▸ **Entries**
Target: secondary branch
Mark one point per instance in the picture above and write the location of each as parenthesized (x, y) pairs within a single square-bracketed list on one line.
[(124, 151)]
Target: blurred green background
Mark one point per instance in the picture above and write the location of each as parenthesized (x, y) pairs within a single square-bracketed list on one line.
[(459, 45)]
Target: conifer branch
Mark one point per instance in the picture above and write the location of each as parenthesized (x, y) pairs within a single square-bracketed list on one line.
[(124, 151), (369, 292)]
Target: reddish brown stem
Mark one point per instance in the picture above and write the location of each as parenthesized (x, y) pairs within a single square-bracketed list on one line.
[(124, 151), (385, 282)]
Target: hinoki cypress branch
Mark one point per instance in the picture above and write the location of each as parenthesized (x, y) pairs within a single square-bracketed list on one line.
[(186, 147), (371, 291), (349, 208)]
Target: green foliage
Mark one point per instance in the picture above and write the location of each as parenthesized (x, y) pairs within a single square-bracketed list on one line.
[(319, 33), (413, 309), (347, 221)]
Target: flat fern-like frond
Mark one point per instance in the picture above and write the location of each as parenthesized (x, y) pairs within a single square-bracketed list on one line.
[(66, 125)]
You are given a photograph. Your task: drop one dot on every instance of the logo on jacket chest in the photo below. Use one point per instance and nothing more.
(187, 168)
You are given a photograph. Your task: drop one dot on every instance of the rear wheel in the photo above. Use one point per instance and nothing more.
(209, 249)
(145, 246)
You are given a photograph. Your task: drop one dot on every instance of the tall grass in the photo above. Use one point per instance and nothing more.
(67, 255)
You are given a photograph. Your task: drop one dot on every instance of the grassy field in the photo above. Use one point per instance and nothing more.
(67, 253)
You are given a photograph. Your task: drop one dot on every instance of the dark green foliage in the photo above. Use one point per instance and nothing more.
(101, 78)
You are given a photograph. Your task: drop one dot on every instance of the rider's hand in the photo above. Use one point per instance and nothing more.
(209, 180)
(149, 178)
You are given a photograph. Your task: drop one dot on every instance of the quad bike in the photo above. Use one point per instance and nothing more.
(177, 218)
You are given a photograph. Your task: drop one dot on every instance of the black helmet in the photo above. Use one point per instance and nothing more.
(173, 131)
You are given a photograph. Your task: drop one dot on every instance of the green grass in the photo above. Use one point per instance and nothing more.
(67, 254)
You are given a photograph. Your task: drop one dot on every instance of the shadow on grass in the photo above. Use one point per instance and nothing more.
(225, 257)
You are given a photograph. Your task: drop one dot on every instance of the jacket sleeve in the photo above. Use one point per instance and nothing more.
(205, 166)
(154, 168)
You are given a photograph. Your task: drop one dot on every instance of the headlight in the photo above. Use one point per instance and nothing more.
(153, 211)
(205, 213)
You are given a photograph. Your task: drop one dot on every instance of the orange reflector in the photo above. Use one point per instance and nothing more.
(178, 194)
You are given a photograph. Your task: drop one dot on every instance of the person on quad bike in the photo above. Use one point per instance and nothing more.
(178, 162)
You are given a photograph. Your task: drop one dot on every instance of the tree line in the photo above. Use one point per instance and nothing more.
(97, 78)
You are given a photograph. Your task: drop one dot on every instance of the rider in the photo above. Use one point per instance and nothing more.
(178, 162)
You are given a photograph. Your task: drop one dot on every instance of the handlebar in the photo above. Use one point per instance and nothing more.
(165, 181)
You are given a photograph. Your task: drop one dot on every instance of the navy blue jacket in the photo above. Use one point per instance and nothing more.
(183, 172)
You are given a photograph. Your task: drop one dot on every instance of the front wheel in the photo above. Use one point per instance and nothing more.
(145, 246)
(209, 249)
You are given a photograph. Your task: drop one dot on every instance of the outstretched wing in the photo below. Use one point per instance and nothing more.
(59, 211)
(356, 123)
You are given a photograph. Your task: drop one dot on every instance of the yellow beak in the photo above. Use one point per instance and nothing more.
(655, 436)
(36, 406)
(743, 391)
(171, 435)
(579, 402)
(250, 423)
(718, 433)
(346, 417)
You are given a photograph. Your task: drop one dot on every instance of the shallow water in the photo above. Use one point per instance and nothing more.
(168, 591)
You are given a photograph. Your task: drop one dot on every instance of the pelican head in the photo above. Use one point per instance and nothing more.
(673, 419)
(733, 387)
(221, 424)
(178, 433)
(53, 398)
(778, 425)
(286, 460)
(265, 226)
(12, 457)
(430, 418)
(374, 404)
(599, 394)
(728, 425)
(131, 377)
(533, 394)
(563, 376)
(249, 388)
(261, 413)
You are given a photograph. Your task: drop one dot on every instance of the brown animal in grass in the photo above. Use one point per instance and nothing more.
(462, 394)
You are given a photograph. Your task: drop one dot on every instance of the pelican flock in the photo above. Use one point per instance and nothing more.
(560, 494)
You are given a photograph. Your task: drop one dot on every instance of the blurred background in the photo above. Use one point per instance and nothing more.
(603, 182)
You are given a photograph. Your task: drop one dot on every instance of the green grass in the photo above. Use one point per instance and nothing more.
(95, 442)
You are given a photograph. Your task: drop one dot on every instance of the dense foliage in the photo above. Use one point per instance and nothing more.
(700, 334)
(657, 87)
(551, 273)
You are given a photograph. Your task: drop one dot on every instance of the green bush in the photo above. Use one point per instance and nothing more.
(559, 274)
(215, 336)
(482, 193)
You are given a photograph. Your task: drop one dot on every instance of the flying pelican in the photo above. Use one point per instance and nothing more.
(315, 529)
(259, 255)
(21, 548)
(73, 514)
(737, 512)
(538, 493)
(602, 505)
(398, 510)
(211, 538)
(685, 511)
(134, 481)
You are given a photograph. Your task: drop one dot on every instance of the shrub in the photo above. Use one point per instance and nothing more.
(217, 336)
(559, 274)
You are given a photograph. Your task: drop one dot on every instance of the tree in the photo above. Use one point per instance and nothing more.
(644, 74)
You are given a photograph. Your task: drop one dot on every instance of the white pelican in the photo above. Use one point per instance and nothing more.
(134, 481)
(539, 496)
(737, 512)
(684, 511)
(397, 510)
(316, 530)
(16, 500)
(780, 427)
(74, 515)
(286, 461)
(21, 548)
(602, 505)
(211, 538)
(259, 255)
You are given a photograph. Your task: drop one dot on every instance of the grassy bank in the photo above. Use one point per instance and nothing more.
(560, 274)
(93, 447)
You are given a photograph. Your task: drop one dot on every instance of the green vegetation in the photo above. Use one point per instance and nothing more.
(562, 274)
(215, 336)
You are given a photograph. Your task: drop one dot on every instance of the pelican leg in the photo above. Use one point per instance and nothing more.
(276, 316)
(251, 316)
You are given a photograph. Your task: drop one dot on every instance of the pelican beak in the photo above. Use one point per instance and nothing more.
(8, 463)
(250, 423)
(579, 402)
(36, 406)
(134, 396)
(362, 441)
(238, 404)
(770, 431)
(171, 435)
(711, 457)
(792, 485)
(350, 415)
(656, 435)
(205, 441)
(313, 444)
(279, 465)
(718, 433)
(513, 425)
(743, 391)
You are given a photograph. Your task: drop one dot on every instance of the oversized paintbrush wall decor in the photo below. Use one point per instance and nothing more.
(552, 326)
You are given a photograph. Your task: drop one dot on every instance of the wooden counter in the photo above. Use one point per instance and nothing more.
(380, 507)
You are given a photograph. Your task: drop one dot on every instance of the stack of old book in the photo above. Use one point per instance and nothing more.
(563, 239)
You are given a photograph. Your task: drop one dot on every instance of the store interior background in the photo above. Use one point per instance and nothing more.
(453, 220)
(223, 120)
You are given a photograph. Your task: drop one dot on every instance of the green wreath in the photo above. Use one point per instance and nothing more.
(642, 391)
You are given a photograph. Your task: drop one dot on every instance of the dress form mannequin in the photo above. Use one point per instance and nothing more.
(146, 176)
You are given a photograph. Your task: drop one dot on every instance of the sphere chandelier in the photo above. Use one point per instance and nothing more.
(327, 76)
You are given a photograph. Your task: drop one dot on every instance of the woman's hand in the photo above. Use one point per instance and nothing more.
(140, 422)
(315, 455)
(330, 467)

▸ **Required work**
Each line from the one containing "the green wreath" to the end of the listing above should be copied exactly, and nothing else.

▸ **Solution to this task**
You are given a photograph. Your task: drop one dot on every instance of the green wreath in the photo above. Use one point per instance and nothing more.
(642, 391)
You are given a photograph. Your task: drop one dot on every instance of the dress form mannequin in the photo above. Use one point per instance and nothing more.
(146, 176)
You are given a photograph. Your task: drop one dot on every instance of the sphere chandelier in the photo above. Use one point per instance and nothing more.
(327, 76)
You are given a photograph. Your task: drop one dot on every instance of the woman's hand in the photo above. Use one point per instance and nothing more.
(140, 422)
(315, 455)
(330, 467)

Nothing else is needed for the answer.